Locate every line in the rows below that contains the word "surface" and copy each of those lines.

• RECORDS FOR THIS EXERCISE
--- Start ---

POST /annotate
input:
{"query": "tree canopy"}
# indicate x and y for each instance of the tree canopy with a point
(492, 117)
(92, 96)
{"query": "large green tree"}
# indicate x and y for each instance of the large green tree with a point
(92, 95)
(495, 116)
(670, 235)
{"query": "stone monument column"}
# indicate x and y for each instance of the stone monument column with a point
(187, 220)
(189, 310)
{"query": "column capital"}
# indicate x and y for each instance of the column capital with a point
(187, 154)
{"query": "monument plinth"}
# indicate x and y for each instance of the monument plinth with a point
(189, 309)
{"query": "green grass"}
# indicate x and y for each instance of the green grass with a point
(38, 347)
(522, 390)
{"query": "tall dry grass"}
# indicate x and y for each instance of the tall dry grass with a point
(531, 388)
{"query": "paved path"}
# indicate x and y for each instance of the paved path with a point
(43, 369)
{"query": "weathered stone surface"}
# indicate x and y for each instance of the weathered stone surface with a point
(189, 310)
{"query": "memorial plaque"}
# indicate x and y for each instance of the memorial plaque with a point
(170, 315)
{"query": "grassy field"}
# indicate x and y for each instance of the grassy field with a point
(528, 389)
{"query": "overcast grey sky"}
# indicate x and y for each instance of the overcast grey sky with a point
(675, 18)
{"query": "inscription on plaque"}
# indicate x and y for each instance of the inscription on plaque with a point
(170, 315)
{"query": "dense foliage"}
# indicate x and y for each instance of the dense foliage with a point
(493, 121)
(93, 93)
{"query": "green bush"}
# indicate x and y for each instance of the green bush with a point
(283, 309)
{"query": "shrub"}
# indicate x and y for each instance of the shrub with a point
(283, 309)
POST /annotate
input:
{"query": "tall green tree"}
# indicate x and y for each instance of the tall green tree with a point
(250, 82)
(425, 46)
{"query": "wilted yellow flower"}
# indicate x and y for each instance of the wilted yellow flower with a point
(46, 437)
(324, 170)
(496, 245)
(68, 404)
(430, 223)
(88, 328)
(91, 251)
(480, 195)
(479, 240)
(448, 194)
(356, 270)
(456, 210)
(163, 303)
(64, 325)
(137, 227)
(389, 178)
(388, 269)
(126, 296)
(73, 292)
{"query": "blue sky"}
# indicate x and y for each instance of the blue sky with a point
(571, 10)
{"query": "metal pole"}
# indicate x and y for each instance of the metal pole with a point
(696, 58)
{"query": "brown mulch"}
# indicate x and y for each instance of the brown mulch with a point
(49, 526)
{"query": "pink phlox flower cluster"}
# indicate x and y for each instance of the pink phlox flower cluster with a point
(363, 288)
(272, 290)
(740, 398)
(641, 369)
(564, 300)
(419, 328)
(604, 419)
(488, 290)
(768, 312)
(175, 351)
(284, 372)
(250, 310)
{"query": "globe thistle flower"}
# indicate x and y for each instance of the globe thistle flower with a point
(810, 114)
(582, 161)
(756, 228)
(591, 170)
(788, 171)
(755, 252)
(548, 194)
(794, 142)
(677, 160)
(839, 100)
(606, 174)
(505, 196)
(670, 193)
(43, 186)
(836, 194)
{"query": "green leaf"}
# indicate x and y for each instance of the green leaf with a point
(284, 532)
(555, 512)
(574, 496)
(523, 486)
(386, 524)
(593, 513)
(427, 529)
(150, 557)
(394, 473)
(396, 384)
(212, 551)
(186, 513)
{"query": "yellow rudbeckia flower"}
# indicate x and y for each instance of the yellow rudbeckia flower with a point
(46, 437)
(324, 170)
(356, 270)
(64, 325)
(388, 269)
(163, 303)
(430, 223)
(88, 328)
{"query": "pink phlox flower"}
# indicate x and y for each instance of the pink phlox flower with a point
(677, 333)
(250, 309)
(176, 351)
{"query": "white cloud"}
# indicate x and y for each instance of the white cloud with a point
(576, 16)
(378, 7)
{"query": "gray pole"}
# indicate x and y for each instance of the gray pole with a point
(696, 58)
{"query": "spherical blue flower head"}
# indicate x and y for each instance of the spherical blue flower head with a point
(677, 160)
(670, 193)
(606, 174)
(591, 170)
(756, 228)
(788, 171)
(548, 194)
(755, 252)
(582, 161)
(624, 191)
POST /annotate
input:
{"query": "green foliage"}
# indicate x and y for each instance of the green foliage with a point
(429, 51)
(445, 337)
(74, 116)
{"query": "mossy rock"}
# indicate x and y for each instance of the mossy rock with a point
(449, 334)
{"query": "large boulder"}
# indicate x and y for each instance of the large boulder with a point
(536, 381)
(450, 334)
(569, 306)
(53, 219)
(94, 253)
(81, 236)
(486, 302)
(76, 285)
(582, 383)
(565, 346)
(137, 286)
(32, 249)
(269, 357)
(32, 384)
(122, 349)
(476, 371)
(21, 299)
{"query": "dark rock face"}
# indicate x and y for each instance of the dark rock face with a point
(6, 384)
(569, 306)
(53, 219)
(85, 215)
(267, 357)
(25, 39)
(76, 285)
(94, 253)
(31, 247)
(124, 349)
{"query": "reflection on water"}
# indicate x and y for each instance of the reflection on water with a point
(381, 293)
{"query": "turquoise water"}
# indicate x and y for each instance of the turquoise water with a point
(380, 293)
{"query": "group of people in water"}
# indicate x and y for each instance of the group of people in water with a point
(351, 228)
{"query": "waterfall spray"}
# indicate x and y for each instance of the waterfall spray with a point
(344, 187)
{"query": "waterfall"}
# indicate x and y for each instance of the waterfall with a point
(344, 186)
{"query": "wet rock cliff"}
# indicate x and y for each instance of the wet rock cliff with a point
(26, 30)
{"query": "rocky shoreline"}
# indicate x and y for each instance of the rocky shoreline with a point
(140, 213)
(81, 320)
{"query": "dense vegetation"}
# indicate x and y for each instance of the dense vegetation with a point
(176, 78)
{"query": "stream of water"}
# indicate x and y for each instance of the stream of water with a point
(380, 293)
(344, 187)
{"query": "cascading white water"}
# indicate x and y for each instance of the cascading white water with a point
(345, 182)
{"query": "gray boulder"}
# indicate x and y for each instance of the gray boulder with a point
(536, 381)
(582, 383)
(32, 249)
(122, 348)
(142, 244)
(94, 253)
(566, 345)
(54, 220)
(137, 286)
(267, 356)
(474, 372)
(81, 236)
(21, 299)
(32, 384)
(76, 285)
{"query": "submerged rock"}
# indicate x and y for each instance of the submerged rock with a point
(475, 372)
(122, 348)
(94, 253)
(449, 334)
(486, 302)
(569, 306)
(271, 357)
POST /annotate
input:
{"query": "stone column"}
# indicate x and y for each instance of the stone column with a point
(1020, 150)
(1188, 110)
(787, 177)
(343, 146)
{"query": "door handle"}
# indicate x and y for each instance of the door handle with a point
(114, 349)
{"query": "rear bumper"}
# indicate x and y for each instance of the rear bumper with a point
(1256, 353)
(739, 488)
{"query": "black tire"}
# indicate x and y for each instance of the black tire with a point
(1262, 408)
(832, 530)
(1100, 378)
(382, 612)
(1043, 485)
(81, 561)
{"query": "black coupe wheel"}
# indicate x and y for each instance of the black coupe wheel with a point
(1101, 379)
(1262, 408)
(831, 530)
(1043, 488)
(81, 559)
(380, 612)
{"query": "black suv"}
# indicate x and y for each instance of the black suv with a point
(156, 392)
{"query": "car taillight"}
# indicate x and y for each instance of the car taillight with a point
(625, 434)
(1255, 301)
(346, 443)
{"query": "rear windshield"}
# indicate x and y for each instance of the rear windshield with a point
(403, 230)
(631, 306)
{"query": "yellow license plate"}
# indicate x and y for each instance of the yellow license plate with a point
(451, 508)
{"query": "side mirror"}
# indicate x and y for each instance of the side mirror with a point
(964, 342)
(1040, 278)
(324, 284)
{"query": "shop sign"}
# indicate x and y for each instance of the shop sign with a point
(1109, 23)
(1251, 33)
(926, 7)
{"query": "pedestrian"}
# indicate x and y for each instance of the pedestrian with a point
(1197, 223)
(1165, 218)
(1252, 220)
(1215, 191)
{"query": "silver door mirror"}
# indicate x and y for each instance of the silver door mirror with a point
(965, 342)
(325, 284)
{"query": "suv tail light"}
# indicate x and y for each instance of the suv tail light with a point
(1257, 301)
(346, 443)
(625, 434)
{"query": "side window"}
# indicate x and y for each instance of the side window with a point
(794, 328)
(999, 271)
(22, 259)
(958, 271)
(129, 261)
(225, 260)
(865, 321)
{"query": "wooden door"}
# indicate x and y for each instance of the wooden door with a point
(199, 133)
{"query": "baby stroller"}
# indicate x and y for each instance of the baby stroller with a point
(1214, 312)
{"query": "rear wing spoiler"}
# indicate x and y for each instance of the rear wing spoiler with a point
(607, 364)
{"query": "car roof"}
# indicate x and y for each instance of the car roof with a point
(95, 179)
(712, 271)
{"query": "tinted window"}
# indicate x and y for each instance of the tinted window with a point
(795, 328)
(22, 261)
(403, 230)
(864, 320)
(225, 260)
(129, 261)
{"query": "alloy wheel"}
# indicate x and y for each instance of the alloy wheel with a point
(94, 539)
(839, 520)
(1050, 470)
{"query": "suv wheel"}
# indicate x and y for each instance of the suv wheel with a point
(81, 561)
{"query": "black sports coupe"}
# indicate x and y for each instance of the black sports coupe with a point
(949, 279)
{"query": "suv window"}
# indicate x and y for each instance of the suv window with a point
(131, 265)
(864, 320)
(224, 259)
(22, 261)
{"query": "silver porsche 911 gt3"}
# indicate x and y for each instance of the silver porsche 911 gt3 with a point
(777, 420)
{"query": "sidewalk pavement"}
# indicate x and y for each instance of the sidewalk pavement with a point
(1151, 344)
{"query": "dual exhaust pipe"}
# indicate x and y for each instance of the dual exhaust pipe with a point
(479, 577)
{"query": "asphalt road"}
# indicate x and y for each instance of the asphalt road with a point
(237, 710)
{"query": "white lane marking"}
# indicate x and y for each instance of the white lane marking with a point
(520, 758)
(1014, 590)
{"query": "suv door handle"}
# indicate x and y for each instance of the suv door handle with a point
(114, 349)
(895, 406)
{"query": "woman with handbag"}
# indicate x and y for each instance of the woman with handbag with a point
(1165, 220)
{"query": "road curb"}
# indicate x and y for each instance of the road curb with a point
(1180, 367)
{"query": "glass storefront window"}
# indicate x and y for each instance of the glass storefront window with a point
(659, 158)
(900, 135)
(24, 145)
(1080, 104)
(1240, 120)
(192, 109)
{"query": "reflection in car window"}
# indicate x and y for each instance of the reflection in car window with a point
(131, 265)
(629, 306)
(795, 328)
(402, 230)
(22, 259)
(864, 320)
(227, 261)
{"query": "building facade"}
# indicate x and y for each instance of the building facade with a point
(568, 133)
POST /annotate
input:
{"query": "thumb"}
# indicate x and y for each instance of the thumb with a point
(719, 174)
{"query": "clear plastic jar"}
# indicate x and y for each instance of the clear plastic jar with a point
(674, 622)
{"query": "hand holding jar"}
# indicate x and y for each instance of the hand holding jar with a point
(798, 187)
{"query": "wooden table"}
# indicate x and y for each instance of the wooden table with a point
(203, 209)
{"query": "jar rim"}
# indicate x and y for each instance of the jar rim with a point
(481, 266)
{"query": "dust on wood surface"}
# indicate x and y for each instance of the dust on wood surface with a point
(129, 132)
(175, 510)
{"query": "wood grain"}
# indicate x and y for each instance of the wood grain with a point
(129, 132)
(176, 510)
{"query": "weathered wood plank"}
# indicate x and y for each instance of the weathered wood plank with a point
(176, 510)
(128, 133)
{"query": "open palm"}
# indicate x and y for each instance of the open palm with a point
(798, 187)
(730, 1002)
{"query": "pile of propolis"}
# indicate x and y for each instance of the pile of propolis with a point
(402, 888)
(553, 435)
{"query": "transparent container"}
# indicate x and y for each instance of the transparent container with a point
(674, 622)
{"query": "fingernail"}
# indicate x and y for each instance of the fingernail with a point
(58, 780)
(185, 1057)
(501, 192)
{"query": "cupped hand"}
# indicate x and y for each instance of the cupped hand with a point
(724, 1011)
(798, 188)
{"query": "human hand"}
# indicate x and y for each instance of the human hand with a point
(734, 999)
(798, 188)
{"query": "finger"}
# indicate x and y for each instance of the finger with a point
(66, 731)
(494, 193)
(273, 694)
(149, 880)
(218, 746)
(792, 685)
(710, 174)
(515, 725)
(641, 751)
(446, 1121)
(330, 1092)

--- End ---

• RESULT OF THIS EXERCISE
{"query": "weathered stone surface"}
# indicate x and y for each instance of the weathered stone surface with a point
{"query": "dust on wood surface"}
# indicate x and y for each instance of the dust on wood surface with a point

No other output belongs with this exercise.